→ Exercise brief
Beginning with the line containing "Drop one point on every instance of the wall clock" and ending with the last line of the records, set down every line exactly.

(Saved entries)
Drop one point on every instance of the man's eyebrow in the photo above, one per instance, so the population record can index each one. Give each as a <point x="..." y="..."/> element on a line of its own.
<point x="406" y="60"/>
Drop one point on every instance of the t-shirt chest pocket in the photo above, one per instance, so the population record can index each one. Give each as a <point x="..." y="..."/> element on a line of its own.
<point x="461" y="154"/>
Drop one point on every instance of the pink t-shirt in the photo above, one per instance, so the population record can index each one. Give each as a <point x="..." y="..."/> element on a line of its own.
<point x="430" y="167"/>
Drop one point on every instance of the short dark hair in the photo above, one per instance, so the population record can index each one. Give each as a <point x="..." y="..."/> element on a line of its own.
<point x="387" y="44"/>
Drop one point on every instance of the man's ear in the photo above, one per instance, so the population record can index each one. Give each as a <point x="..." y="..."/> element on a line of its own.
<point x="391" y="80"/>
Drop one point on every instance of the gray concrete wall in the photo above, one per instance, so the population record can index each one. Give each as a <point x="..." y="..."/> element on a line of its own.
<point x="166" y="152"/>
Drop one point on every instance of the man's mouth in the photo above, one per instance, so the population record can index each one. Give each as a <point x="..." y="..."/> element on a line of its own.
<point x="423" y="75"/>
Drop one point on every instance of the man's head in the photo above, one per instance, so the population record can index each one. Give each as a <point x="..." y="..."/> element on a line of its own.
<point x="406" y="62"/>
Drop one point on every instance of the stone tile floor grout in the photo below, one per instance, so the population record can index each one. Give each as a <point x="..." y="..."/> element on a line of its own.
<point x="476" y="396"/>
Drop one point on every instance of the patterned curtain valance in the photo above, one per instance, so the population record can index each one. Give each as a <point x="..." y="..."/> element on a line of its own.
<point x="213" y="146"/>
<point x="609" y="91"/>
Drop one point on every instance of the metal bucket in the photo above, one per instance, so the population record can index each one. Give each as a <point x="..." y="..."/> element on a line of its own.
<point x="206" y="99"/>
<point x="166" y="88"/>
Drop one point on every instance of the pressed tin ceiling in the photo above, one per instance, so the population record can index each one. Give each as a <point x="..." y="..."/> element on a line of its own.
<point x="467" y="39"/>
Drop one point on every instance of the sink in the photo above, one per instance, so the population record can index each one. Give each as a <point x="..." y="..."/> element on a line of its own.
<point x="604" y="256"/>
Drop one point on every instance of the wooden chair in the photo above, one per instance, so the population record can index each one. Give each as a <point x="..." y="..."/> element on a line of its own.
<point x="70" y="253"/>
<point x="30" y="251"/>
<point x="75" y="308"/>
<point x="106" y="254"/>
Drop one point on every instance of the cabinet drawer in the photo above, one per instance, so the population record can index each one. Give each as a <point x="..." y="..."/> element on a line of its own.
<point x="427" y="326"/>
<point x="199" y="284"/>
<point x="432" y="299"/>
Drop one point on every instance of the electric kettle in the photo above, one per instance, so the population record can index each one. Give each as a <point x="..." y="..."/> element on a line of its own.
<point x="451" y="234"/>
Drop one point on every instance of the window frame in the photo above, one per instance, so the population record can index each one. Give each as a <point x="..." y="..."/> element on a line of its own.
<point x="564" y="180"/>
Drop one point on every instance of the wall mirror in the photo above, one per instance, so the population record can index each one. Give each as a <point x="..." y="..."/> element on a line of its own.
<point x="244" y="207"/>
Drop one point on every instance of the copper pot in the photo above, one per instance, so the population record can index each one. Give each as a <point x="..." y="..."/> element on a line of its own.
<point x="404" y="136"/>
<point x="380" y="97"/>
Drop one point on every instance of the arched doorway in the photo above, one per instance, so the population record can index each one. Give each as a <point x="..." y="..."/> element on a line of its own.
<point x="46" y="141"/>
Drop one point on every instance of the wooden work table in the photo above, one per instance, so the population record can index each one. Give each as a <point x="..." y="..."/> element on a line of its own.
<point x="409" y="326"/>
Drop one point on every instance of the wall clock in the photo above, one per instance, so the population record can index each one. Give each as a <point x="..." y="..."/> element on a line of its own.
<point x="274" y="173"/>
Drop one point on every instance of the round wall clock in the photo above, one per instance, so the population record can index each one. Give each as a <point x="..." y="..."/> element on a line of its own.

→ Exercise result
Drop one point on every instance of the wall clock in the photo above, one per instance, so the population record can index each one. Give each as a <point x="..." y="..."/> element on a line of its own.
<point x="274" y="173"/>
Drop one point on every instance of the round wall clock in the photo above, one per instance, so the population record can index each one. Give each as a <point x="..." y="..."/> element on a line of its own.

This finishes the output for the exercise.